>> start Given data

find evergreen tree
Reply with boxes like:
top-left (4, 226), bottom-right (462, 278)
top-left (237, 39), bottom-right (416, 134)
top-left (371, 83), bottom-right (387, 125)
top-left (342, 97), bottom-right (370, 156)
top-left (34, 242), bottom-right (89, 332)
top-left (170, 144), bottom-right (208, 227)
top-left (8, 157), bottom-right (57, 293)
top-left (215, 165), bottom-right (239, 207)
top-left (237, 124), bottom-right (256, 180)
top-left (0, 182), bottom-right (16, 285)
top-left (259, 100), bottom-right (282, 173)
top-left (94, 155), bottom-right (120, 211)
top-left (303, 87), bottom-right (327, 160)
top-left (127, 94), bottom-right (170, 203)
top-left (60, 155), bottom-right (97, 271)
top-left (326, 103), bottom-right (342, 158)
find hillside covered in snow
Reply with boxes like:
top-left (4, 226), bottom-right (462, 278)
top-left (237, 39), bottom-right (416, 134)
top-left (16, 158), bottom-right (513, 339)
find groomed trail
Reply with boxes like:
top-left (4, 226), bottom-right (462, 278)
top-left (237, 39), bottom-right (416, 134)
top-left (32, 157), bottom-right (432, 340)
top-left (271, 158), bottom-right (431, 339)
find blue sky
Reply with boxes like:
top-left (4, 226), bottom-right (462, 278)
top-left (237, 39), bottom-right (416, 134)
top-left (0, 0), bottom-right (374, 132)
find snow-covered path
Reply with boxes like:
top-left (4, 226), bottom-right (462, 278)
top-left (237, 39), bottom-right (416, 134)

>> end Given data

> _What you are asked to do_: Copy out the section of the listing that opens with the line containing "find hillside covered in snow" and closes with the line containing "top-left (271, 158), bottom-right (431, 339)", both lines included. Leave the requests and their sample boxes as they are, but add 8 to every coordinate in the answer boxes.

> _Task solution_:
find hillside covered in snow
Reply with boxes like:
top-left (4, 226), bottom-right (462, 278)
top-left (237, 39), bottom-right (416, 134)
top-left (24, 166), bottom-right (521, 347)
find groomed trail
Reply with boxes like:
top-left (4, 226), bottom-right (462, 278)
top-left (237, 39), bottom-right (416, 134)
top-left (40, 165), bottom-right (440, 348)
top-left (279, 166), bottom-right (439, 347)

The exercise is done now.